= Your goal =
Lift out, unaltered, the lines of the material below between the line holding "</instance>" and the line holding "214V217L417 216ZM406 223L411", counting both.

-- Input data follows --

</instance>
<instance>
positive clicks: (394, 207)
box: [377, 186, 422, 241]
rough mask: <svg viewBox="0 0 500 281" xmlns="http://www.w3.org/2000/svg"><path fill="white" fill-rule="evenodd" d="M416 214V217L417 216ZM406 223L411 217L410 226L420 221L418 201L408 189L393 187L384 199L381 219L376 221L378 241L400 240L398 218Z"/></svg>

-- Input data concluded --
-- Input data follows --

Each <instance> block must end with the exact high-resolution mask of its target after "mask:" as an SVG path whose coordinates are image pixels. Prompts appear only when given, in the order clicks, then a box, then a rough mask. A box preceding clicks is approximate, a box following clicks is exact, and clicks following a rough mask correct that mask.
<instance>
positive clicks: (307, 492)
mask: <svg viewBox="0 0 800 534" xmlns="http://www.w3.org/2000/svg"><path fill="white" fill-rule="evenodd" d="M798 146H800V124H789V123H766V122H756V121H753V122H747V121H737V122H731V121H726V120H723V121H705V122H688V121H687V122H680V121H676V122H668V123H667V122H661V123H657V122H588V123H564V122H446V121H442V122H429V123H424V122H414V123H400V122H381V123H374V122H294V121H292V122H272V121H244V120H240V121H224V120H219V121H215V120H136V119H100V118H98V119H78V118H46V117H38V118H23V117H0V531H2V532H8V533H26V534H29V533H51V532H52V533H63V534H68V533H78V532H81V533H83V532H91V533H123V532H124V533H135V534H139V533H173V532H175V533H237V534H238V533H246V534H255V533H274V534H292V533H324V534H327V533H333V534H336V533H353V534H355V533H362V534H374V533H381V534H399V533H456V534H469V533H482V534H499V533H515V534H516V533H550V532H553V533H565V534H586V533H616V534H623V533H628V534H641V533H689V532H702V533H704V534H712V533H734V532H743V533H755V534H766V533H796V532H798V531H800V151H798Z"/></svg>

-- Input data concluded --
-- Input data follows --

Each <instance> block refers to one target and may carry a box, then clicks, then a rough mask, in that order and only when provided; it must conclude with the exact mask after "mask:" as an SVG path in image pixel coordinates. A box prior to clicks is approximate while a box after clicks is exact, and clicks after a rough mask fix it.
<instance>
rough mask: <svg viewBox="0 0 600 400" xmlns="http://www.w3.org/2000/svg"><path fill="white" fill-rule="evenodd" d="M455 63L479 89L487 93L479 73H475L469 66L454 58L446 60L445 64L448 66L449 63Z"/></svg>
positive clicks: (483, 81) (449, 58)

-- Input data concluded --

= Solution to this exercise =
</instance>
<instance>
positive clicks: (394, 207)
box: [377, 186, 422, 241]
rough mask: <svg viewBox="0 0 500 281" xmlns="http://www.w3.org/2000/svg"><path fill="white" fill-rule="evenodd" d="M416 214V217L417 216ZM406 223L411 217L410 226L420 221L418 201L408 189L393 187L384 199L381 219L376 221L378 241L400 240L398 218Z"/></svg>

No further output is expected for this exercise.